INSTRUCTIONS:
1. Using the H1N2 article, decide whether each statement agrees with it: (a) the infant was diagnosed in October; (b) the current flu shot protects against H1N2; (c) the only earlier human case was in Michigan in 2007. Answer yes or no for each and quote the deciding words.
2. What does the H1N2 article give as the CDC's estimate of U.S. deaths from the H1N1 virus in 2009?
3. Copy everything in the H1N2 article from "The infant contracted" down to "or be alarmed.".

H1N2 Virus: Infant Found Carrying Rare Form of Swine Flu (VIDEO)
An infant in Minnesota has been found to have been carrying an extremely rare form of the swine flu known as the H1N2 virus.
Doctors are now monitoring the infant who was diagnosed with the rare virus in October, according to WCCO. It is only the second time that this particular strain of the virus has been documented.
The infant contracted the rare strand of the more prevalent H1N1 virus, which is common in pigs located in the Upper Midwest. Until this year, only one other case had been ever known to occur in humans and that was in 2007 in Michigan.
Tom Skinner, a spokesman for the Centers for Disease Control and Prevention, told Fox News the general public has very little reason to panic or be alarmed.
"Discovery of these novel influenza viruses shows that our surveillance systems are working. And laboratory testing has advanced to where we’re now picking up infections that we’d likely not have picked up in the past."
The CDC estimates that back in 2009 as many as 6,000 people died in the United States during a seven month period from the H1N1 virus.
Scientists eventually were able to develop a vaccine, one that is currently included in this year’s flu shot. But scientists acknowledge if a new deadly strain emerged it would once again likely take a long time for an effective vaccine to be developed.
Dr. Aaron DeVries of the Minnesota Department of Health told WCCO: “Typically influenzas change a little bit. When the virus changes substantially, that is when a pandemic can occur and that is what happened in 2009.”
The current flu shot does not protect patients against the H1N2 virus. But the Minnesota Department of Health says they do not think this strain of H1N2 is a serious threat, because the infant recovered quickly and no one around him got sick which suggests that it does not spread easily.

SUPPLIED INFORMATION:
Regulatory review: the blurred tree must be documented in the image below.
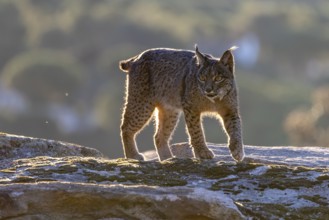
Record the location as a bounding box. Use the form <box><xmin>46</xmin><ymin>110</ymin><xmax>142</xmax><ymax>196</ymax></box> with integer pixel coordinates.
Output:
<box><xmin>2</xmin><ymin>50</ymin><xmax>84</xmax><ymax>103</ymax></box>
<box><xmin>284</xmin><ymin>85</ymin><xmax>329</xmax><ymax>147</ymax></box>
<box><xmin>0</xmin><ymin>1</ymin><xmax>26</xmax><ymax>69</ymax></box>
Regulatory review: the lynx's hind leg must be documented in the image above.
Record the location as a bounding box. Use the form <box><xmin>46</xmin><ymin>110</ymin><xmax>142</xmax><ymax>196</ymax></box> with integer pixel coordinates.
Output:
<box><xmin>154</xmin><ymin>107</ymin><xmax>180</xmax><ymax>160</ymax></box>
<box><xmin>184</xmin><ymin>108</ymin><xmax>214</xmax><ymax>159</ymax></box>
<box><xmin>121</xmin><ymin>96</ymin><xmax>154</xmax><ymax>160</ymax></box>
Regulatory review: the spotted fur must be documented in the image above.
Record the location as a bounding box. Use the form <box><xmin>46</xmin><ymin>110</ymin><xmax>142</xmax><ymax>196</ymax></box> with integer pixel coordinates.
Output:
<box><xmin>119</xmin><ymin>46</ymin><xmax>244</xmax><ymax>161</ymax></box>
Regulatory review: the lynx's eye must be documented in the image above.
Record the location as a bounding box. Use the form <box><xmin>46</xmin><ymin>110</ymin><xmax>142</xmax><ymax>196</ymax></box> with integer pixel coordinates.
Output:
<box><xmin>199</xmin><ymin>75</ymin><xmax>206</xmax><ymax>82</ymax></box>
<box><xmin>214</xmin><ymin>76</ymin><xmax>223</xmax><ymax>82</ymax></box>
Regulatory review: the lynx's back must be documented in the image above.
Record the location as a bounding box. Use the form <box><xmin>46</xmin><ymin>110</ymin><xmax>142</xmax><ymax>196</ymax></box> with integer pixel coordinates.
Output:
<box><xmin>120</xmin><ymin>48</ymin><xmax>195</xmax><ymax>108</ymax></box>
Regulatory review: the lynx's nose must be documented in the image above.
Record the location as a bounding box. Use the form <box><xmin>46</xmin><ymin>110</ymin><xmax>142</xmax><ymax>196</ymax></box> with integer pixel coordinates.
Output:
<box><xmin>205</xmin><ymin>87</ymin><xmax>213</xmax><ymax>94</ymax></box>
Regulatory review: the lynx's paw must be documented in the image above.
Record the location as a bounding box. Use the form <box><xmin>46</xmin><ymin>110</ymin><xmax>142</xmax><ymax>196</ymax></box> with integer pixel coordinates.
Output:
<box><xmin>126</xmin><ymin>153</ymin><xmax>145</xmax><ymax>161</ymax></box>
<box><xmin>229</xmin><ymin>145</ymin><xmax>245</xmax><ymax>162</ymax></box>
<box><xmin>193</xmin><ymin>148</ymin><xmax>215</xmax><ymax>159</ymax></box>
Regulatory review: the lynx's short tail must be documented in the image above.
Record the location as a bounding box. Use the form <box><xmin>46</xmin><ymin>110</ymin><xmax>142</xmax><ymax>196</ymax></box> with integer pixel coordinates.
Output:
<box><xmin>119</xmin><ymin>56</ymin><xmax>137</xmax><ymax>72</ymax></box>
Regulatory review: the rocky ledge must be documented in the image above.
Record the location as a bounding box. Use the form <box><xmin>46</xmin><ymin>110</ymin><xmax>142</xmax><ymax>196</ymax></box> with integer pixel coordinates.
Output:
<box><xmin>0</xmin><ymin>134</ymin><xmax>329</xmax><ymax>219</ymax></box>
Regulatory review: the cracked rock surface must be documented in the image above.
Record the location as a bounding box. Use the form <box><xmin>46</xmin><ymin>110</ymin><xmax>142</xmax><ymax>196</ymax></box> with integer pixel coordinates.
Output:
<box><xmin>0</xmin><ymin>134</ymin><xmax>329</xmax><ymax>219</ymax></box>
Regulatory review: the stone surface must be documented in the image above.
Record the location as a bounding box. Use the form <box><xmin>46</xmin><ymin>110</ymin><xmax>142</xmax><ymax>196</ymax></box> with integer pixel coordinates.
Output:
<box><xmin>0</xmin><ymin>134</ymin><xmax>329</xmax><ymax>219</ymax></box>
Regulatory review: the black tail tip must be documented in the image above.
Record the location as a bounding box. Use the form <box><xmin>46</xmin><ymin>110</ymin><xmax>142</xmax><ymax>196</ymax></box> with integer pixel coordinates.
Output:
<box><xmin>119</xmin><ymin>60</ymin><xmax>129</xmax><ymax>72</ymax></box>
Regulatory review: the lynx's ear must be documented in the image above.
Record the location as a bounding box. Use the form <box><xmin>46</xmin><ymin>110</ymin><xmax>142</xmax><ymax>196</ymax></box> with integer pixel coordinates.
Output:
<box><xmin>219</xmin><ymin>46</ymin><xmax>238</xmax><ymax>74</ymax></box>
<box><xmin>195</xmin><ymin>44</ymin><xmax>206</xmax><ymax>66</ymax></box>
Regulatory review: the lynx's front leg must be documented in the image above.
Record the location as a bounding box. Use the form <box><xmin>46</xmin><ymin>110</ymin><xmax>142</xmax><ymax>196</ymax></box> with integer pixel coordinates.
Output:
<box><xmin>184</xmin><ymin>110</ymin><xmax>214</xmax><ymax>159</ymax></box>
<box><xmin>223</xmin><ymin>113</ymin><xmax>244</xmax><ymax>161</ymax></box>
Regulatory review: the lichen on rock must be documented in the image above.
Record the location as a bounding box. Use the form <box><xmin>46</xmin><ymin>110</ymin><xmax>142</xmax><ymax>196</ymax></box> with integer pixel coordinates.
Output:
<box><xmin>0</xmin><ymin>134</ymin><xmax>329</xmax><ymax>219</ymax></box>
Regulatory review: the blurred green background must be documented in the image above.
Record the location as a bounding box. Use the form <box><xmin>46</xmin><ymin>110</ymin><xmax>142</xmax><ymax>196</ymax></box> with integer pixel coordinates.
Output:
<box><xmin>0</xmin><ymin>0</ymin><xmax>329</xmax><ymax>158</ymax></box>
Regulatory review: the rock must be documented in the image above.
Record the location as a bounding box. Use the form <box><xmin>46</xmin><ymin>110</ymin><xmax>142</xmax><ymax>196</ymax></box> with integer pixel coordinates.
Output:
<box><xmin>0</xmin><ymin>135</ymin><xmax>329</xmax><ymax>219</ymax></box>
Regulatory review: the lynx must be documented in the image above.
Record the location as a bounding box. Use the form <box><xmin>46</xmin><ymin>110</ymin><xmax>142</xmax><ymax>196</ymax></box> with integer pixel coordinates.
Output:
<box><xmin>119</xmin><ymin>45</ymin><xmax>244</xmax><ymax>161</ymax></box>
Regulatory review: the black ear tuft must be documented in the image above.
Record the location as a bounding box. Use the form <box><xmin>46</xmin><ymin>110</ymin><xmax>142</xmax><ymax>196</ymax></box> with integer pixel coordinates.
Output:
<box><xmin>219</xmin><ymin>46</ymin><xmax>237</xmax><ymax>74</ymax></box>
<box><xmin>195</xmin><ymin>44</ymin><xmax>206</xmax><ymax>66</ymax></box>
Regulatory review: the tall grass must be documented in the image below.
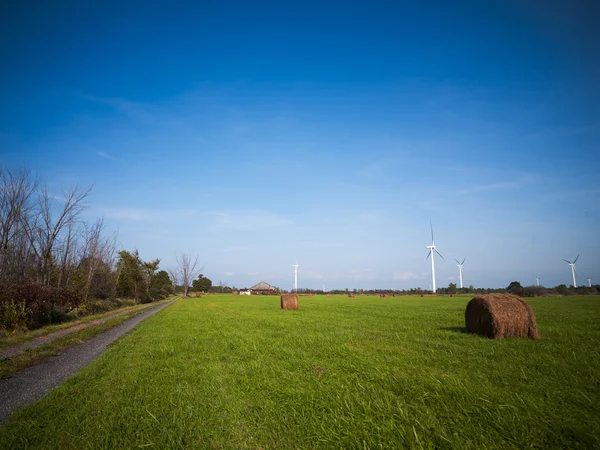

EXERCISE SOLUTIONS:
1.
(a) Yes: "Doctors are now monitoring the infant who was diagnosed with the rare virus in October"
(b) No: "The current flu shot does not protect patients against the H1N2 virus."
(c) Yes: "Until this year, only one other case had been ever known to occur in humans and that was in 2007 in Michigan."

2. As many as 6,000 people died over a seven-month period.

3.
The infant contracted the rare strand of the more prevalent H1N1 virus, which is common in pigs located in the Upper Midwest. Until this year, only one other case had been ever known to occur in humans and that was in 2007 in Michigan.
Tom Skinner, a spokesman for the Centers for Disease Control and Prevention, told Fox News the general public has very little reason to panic or be alarmed.